» **EXERCISE OBJECTIVE**
Set out exactly every line of the entries below, starting at the line that holds "Return one point per instance of the locomotive boiler, each" and stopping after the line that holds "Return one point per instance of the canopy".

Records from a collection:
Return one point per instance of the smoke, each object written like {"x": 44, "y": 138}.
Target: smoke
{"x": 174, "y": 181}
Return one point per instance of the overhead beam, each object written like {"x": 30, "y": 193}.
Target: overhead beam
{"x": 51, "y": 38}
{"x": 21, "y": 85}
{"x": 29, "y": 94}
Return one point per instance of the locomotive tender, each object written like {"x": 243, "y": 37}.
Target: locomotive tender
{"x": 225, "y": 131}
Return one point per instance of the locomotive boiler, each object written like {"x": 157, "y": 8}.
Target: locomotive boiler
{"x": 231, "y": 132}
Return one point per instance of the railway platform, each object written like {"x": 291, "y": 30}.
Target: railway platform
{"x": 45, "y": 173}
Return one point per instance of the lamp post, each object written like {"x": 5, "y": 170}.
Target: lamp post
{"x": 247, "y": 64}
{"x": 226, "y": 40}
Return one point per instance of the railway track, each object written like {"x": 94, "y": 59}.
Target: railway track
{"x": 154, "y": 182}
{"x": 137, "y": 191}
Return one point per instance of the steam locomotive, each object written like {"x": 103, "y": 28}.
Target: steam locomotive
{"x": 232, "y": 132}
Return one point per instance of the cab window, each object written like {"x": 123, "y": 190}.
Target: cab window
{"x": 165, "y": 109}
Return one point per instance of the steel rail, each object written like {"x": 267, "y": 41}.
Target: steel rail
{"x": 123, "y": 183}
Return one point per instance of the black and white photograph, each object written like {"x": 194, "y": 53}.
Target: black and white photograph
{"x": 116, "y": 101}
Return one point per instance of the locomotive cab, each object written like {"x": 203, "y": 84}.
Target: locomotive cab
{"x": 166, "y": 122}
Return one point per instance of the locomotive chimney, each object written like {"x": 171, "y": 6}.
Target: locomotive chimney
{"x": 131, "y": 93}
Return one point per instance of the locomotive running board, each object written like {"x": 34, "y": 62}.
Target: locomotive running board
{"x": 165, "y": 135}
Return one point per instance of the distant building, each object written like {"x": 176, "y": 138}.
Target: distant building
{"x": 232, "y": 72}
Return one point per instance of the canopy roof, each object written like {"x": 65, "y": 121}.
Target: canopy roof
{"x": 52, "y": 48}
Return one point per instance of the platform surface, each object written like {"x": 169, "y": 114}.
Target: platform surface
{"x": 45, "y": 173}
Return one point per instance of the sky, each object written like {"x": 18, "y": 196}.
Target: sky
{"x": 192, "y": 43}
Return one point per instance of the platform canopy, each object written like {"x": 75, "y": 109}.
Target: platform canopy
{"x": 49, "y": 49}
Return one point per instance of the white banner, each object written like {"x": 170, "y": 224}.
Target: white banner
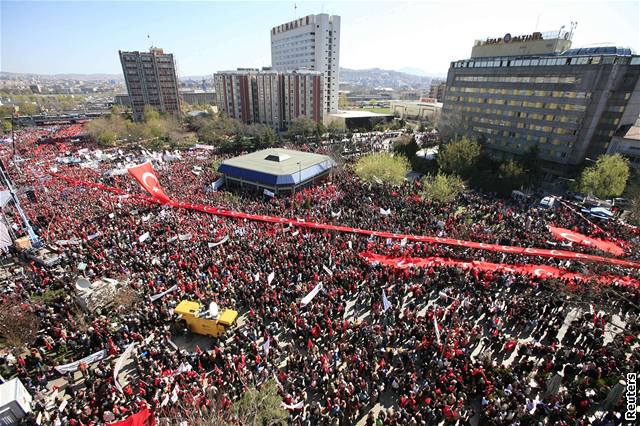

» **TASK ANSWER**
Return one point per instance of the locomotive boiler, each object written like {"x": 157, "y": 8}.
Target: locomotive boiler
{"x": 231, "y": 132}
Return one point per instance of the railway platform, each object written like {"x": 291, "y": 30}.
Target: railway platform
{"x": 45, "y": 173}
Return one point per instance of the lamp post, each object written like {"x": 5, "y": 170}.
Target: lamp post
{"x": 247, "y": 64}
{"x": 226, "y": 40}
Return one point per instance of the railway track, each object written like {"x": 94, "y": 59}.
Target: railway track
{"x": 154, "y": 182}
{"x": 137, "y": 191}
Return one point per instance of the steam locomotive, each object written like {"x": 103, "y": 28}.
Target: steam locomotive
{"x": 232, "y": 132}
Return one point per instance of the cab window, each object written like {"x": 123, "y": 190}.
Target: cab window
{"x": 165, "y": 109}
Return one point per instance of the steel rail, each object written like {"x": 267, "y": 41}.
Target: steel rail
{"x": 123, "y": 183}
Return one point per instance of the black and white photograph, each object written like {"x": 194, "y": 53}.
Target: black and white photograph
{"x": 116, "y": 101}
Return one point per instance of the locomotive cab, each object written like {"x": 203, "y": 84}.
Target: locomotive cab
{"x": 166, "y": 122}
Return one point per instance of the locomotive chimney, each object written like {"x": 171, "y": 6}.
Target: locomotive chimney
{"x": 131, "y": 93}
Return one point per instance of the locomotive running board, each object written like {"x": 34, "y": 62}.
Target: locomotive running board
{"x": 165, "y": 135}
Return one point per instance of the distant building, each object written like {"x": 176, "y": 138}.
Target: distant building
{"x": 232, "y": 72}
Return one point per instance of the canopy roof, each object written like {"x": 65, "y": 121}.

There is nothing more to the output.